_Exercise brief:_
Repeat everything from the line containing "Where can the child" down to the line containing "<point>39,68</point>", including both of those lines, and nothing else.

--- Start ---

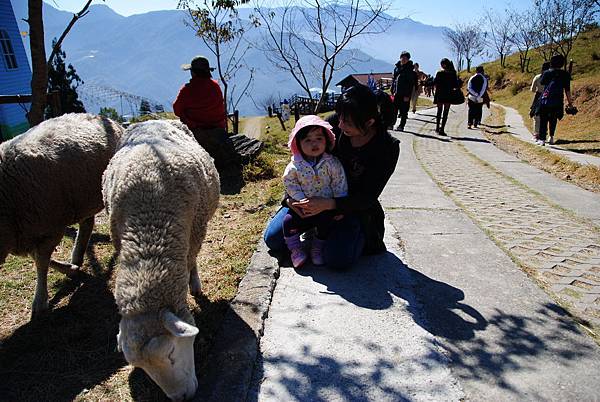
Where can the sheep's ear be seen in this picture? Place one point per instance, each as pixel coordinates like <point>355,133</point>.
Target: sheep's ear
<point>176,326</point>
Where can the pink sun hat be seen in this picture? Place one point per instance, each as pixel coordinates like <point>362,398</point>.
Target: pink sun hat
<point>310,120</point>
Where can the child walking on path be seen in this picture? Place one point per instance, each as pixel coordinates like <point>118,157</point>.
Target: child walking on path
<point>313,172</point>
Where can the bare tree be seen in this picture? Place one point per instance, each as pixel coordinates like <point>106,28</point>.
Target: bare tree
<point>39,74</point>
<point>562,20</point>
<point>455,44</point>
<point>500,33</point>
<point>467,41</point>
<point>306,38</point>
<point>526,35</point>
<point>217,23</point>
<point>39,68</point>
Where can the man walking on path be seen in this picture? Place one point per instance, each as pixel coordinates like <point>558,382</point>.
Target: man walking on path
<point>200,106</point>
<point>404,85</point>
<point>476,88</point>
<point>448,315</point>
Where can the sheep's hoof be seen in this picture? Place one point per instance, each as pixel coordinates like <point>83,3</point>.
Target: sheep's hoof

--- End ---

_Exercise response:_
Where can the child walking on path be seen in this picture? Place one point per instance, each as pixel coordinates like <point>118,157</point>.
Target: child walking on path
<point>313,172</point>
Where can the bare tree be seen in this picture? Place one point per instance, each as pixel coordinates like <point>106,28</point>.
Target: bare tree
<point>39,74</point>
<point>562,20</point>
<point>455,44</point>
<point>500,33</point>
<point>467,41</point>
<point>306,38</point>
<point>526,35</point>
<point>217,23</point>
<point>39,68</point>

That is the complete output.